### What is expected
Skip the pictures and extract all of the lines exactly as written.
━━━━━━━━━━━━━━━━━━━━
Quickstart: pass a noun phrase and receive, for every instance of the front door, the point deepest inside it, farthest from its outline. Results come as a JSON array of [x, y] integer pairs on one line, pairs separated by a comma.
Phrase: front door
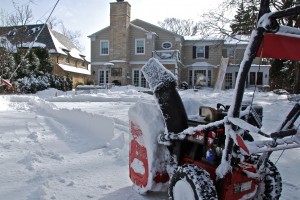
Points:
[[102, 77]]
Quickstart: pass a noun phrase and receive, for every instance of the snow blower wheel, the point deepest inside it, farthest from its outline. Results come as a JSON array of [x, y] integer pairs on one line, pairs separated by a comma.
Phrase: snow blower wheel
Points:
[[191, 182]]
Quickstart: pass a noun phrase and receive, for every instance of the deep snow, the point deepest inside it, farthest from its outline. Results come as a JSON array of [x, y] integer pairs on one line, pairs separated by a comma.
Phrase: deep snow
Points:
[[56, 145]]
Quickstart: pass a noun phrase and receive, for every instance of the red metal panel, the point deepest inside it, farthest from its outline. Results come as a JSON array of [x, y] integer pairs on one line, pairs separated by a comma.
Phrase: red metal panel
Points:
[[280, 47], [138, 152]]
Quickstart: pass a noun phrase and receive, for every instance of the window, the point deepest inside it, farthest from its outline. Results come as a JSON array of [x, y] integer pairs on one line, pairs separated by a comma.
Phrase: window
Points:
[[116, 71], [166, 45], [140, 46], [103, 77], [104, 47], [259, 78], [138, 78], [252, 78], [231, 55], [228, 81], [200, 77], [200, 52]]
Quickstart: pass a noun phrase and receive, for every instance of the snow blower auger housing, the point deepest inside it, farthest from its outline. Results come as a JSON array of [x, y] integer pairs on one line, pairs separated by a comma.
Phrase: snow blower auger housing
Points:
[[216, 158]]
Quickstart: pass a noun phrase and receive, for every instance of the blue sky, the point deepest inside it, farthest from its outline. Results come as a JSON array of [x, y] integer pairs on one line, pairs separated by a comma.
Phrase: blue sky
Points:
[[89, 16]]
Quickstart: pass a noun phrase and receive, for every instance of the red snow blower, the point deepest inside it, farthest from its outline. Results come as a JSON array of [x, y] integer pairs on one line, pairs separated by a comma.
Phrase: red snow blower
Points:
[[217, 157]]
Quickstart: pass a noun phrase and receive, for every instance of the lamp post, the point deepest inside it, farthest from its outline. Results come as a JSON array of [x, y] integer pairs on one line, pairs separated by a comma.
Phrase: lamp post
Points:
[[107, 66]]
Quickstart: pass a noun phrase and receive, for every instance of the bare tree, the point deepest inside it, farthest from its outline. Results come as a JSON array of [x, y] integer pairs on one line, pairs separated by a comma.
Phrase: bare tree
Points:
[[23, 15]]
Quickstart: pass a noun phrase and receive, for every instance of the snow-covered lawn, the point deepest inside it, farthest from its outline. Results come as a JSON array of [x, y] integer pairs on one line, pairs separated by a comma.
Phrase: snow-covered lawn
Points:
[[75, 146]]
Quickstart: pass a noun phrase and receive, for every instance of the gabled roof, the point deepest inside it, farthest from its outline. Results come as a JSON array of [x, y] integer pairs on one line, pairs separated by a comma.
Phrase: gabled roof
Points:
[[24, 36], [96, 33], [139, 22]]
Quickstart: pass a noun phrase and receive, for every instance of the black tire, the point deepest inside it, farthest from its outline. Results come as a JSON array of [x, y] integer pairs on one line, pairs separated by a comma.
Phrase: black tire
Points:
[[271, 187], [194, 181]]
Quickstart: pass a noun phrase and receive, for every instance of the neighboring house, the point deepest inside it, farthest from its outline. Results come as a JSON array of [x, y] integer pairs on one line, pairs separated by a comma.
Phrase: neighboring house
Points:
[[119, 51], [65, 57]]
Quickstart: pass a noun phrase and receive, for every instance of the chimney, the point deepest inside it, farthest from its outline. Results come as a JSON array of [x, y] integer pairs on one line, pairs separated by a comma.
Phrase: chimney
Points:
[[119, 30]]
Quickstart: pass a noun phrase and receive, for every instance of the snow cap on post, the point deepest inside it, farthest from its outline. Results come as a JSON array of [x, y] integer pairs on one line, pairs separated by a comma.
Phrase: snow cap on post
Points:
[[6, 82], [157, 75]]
━━━━━━━━━━━━━━━━━━━━
### Written response
Quickstart: pass a noun phrase and receive, for every instance of the front door, the point deepest inside it, farthest from its outline. Results come as a JSON array of [x, y] integer pairs on one line, pairs separated by a comma.
Phrase: front door
Points:
[[102, 77]]
Quickstart: pass a noun phrase and receive, for every instance of the snow blower wheel, the point deepest inside it, farthest from its outline. Results come as a JSON array of [x, y] integer pairs on one line, pairs separated by a comma.
Phrase: snow blower wheel
Points:
[[191, 182]]
Quickstart: pass a noun phrase and receive, for every instance of the deep snow, the point deepest inside it, farthest from its outline. Results come as a JSON array of [x, y] integer pairs on one line, pairs separated by a comma.
Phrase: deep snow
Points:
[[56, 145]]
Quickstart: pass a noun phrase and receive, for every instance of the red metal panel, the point deepest inside it, farthest from its outline. Results come as a JSON array of [x, y] integer pairs on one line, pairs separated by a comma.
Phrase: red metal panel
Points:
[[280, 47], [138, 152]]
Quickstart: pass a noun phrase and receive, for every instance of the window, the point deepest inside it, farthest from its outline. Results come as a JSON array of [x, y] integer pairs on one line, pairs separated by a comma.
Phrase: window
Points:
[[116, 71], [166, 45], [140, 46], [103, 77], [104, 47], [259, 78], [138, 78], [252, 78], [231, 55], [228, 81], [200, 77], [200, 52]]
Quickstart: pass a noun phrase and receive, for every instance of the snow blower auger housing, the point deepest inside it, farthest from its outline. Results come as a JSON array of [x, y] integer pairs on one line, pairs separated by a comma.
Phrase: snow blower auger housing
Points:
[[216, 158]]
Quickstart: pass a noun phrase and receive, for every instance of the blue sky, the point deepest inside it, farthest from its outline. Results come as a JSON array of [x, y] integer pairs on one line, pairs separated by a comma.
Phrase: blue sky
Points:
[[89, 16]]
Quickstart: pass a noun phrase and receive, for every instance of the red snow blower, the point deepest inside it, farthest from its outline. Results come as a JSON array of [x, y] integer pairs on one line, pairs separated by a comma.
Phrase: red snow blower
Points:
[[217, 157]]
Quickstart: pass a noun phrase and receive, for every instance of the lamp post, the point deepest inside it, farthest from its outline. Results come as a JSON array of [x, y] integer pairs on one line, pairs separated by a comma.
Phrase: lamp post
Points:
[[107, 66]]
Quickstart: pass a noun phrase and receive, for every instance of the bare tree, the point deepest inside it, farthest from its outline. Results come as a JSON array of [x, y] integer pairs on one line, pairs separated by a comma.
Phrase: bare tree
Points:
[[23, 15]]
Quickstart: pass a noun phrase and receive, for every instance of the snow-covered lawn, the point deepest inside it, farthest from its outline. Results come as a JSON array of [x, y] integer pairs on one line, pairs separated by a comma.
Phrase: snow-covered lawn
Points:
[[75, 146]]
Quickstart: pass a noun phrase and receive, for every instance of the gabled roof, the point deepest inside it, farthest from its outline. Results come as a JSON array of [x, y] integer pairs on one line, pairs separated by a comma.
Phrase: gabled roof
Points:
[[24, 36], [96, 33], [139, 22]]
Quickstart: pass a noun phrase and receive, for every instance of the black tire, the point deepest inside it, farthest from its outline. Results come as a JSON array of [x, y] integer pairs on one line, pairs separated by a comma.
Phrase: black tire
Points:
[[271, 187], [194, 181]]
Quickstart: pass a noun phrase and receive, for every instance of the neighboring house, the point deepest inside it, farthest from its outline. Results come as a JSON array of [x, y] integer pairs on one line, pairs separated by a comma.
Phrase: neighboring house
Points:
[[119, 51], [65, 57]]
Quickstart: pass a noun phrase and receive, for every instance of the chimney, the point deepest inside it, farthest from its outline. Results come as a JSON array of [x, y] integer pairs on one line, pairs separated by a comma.
Phrase: chimney
Points:
[[119, 30]]
Quickstart: pass a noun phrase and receive, for every instance of the snow cap on post, the point deepest inside it, farthest from its outline. Results come as a JSON array of [x, y] integer pairs on one line, pairs separated by a comma.
Phrase: snow cap on post
Points:
[[6, 82], [157, 75]]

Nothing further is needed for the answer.